THE REQUEST: Reproduce the data in its entirety, exactly as supplied.

INFORMATION PROVIDED:
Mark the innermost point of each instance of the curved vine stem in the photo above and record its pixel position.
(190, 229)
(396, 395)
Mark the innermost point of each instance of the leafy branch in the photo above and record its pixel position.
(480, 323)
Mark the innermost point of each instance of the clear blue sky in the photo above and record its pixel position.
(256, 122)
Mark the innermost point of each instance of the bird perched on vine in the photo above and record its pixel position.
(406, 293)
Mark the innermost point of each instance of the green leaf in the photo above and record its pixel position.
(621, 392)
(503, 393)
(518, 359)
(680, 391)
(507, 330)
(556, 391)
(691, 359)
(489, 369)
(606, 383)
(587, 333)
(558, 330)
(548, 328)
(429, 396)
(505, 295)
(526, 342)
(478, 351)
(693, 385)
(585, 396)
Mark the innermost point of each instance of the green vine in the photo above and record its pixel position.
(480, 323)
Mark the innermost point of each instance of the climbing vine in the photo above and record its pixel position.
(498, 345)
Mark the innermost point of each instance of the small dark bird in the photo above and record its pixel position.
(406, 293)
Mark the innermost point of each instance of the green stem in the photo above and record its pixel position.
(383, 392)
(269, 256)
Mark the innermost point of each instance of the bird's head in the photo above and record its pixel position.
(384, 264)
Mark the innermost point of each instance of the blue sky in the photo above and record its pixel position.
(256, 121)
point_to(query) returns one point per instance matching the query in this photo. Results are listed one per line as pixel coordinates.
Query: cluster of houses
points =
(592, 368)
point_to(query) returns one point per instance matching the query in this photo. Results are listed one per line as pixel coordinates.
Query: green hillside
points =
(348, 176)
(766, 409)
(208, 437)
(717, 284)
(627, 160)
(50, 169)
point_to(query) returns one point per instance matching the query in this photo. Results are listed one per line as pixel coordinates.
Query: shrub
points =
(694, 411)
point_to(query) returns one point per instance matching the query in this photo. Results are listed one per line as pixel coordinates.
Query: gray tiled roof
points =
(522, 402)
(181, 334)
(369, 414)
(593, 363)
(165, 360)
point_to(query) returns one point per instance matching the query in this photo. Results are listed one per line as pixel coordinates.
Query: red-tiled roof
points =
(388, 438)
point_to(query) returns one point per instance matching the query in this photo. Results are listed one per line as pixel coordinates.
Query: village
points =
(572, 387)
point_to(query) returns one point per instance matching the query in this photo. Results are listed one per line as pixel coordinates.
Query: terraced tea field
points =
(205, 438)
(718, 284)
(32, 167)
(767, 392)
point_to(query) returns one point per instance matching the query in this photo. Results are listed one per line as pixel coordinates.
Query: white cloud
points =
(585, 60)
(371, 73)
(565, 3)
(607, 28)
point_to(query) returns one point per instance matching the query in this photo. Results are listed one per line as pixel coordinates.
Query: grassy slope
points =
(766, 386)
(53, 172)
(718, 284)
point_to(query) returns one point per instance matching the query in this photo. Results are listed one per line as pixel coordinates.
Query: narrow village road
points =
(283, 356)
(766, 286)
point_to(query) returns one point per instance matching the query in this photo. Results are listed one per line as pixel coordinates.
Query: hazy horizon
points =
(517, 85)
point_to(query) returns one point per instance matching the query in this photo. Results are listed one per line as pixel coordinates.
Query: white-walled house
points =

FINAL ANSWER:
Mark the innermost point of each instance of the curved vine stem in the photo above and record its pixel position.
(190, 229)
(396, 395)
Mark the innermost point of each instance of the leafy branch in the photo above and record its pixel position.
(480, 323)
Mark the innermost point of each instance of the clear blue sky in the photo above and record its pixel position.
(256, 122)
Mark the innermost point of each instance of the bird perched on vine in the photo above and record its pixel position.
(406, 293)
Mark the innermost point of each instance of the green leaf in the photo above and record its pixel position.
(621, 392)
(503, 393)
(518, 359)
(680, 391)
(507, 330)
(556, 391)
(691, 359)
(489, 369)
(606, 383)
(587, 333)
(558, 330)
(548, 328)
(429, 396)
(505, 295)
(526, 342)
(478, 351)
(693, 385)
(585, 396)
Mark the innermost point of each instance of the green vine in the photo above and record its pixel position.
(480, 323)
Mark the innermost point of each instance of the climbing vine in the photo above and record its pixel position.
(498, 345)
Mark the innermost point of each instance of the small dark bird in the photo above and record its pixel position.
(406, 293)
Mark the innermost point of each instance of the green stem in the photo above and record its pixel position.
(383, 392)
(269, 256)
Mark the innermost point of each instance of the bird's head in the photo above and record its pixel position.
(384, 264)
Mark the innermost point of each instance of the blue sky in the photo above and record its pixel position.
(256, 121)
point_to(query) returns one point per instance matching the query in this photo. Results are listed one per line as pixel coordinates.
Query: cluster of houses
points =
(592, 368)
point_to(query) returns one point per instance matching the query in this photo. Results are listed one per line as pixel coordinates.
Query: green hillside
points =
(348, 176)
(766, 409)
(208, 437)
(717, 284)
(627, 160)
(50, 169)
point_to(query) returns one point per instance matching the query in this photo. Results are listed one per line as pixel coordinates.
Query: shrub
points =
(694, 411)
point_to(query) returns one point per instance matching the query in this photo. Results are listed one per line as pixel coordinates.
Query: gray tiled roof
points =
(522, 402)
(181, 334)
(369, 414)
(593, 363)
(165, 360)
point_to(query) returns one point per instance matching the query in this photo. Results are listed one per line as pixel coordinates.
Query: red-tiled roof
points =
(388, 438)
point_to(query) returns one point per instance matching the query in this photo. Results are listed one per line as pixel coordinates.
Query: village
points =
(572, 387)
point_to(query) returns one point per instance matching the query in this photo. Results are listed one per line as pixel coordinates.
Query: terraced tea field
points =
(205, 438)
(718, 284)
(32, 167)
(767, 392)
point_to(query) returns one point per instance matching the query in this photo. Results are listed one per line as pixel coordinates.
Query: white cloud
points =
(585, 60)
(371, 73)
(565, 3)
(607, 28)
point_to(query) returns one point per instance matching the query in this photo. Results are listed one per line as pixel coordinates.
Query: grassy slope
points =
(766, 386)
(53, 172)
(718, 284)
point_to(query) returns one point per instance matching the query in this photo. Results are listed one per line as pixel coordinates.
Query: narrow village road
points =
(283, 356)
(766, 286)
point_to(query) returns one point per instance matching the query in this photo. Results are listed one per line as pixel coordinates.
Query: hazy horizon
points =
(517, 85)
point_to(query) returns one point per instance matching the query in this photo. Results are listed one per line as pixel coordinates.
Query: white-walled house
points =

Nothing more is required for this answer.